*** Materials provided Section Begins ***

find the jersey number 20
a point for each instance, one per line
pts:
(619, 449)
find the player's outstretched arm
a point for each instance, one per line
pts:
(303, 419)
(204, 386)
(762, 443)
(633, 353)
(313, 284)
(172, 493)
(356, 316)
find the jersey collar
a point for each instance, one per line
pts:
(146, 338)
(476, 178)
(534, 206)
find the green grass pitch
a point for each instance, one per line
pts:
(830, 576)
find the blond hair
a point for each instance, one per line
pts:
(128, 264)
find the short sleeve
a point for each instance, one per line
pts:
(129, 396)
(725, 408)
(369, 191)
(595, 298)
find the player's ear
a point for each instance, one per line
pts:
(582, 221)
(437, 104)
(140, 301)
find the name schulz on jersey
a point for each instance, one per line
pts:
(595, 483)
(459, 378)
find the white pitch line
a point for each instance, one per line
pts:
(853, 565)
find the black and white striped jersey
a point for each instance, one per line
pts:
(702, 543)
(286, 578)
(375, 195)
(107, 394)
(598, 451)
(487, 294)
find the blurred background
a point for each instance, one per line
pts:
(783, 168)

*** Materials provided Section Ends ***

The answer should be all the entries, restated with no word changed.

find the jersey number 20
a point for each instance, one per line
pts:
(619, 449)
find the player's outstretched arm
a point for each instance, one per line
pts:
(303, 419)
(204, 386)
(762, 443)
(633, 353)
(313, 284)
(172, 493)
(356, 316)
find the jersey collar
a point for each instance, one per line
pts:
(146, 338)
(476, 178)
(534, 206)
find the green grass pitch
a point for each instance, one per line
pts:
(830, 576)
find the blond hair
a point for each instance, one per line
pts:
(128, 264)
find the short sleeve
a point for each instance, one per line
pts:
(129, 396)
(725, 408)
(369, 191)
(595, 298)
find the player's ear
a point for each instance, one per line
pts:
(582, 221)
(437, 104)
(140, 301)
find the name schulz on jersey
a point for each instance, one per line
pts:
(595, 483)
(459, 378)
find the white pitch line
a point for each instance, one per line
pts:
(853, 565)
find the black and white striped jersey
a point for each instance, one per line
pts:
(702, 543)
(286, 578)
(375, 195)
(107, 394)
(598, 451)
(487, 294)
find the blurred background
a point for each instance, one per line
pts:
(783, 168)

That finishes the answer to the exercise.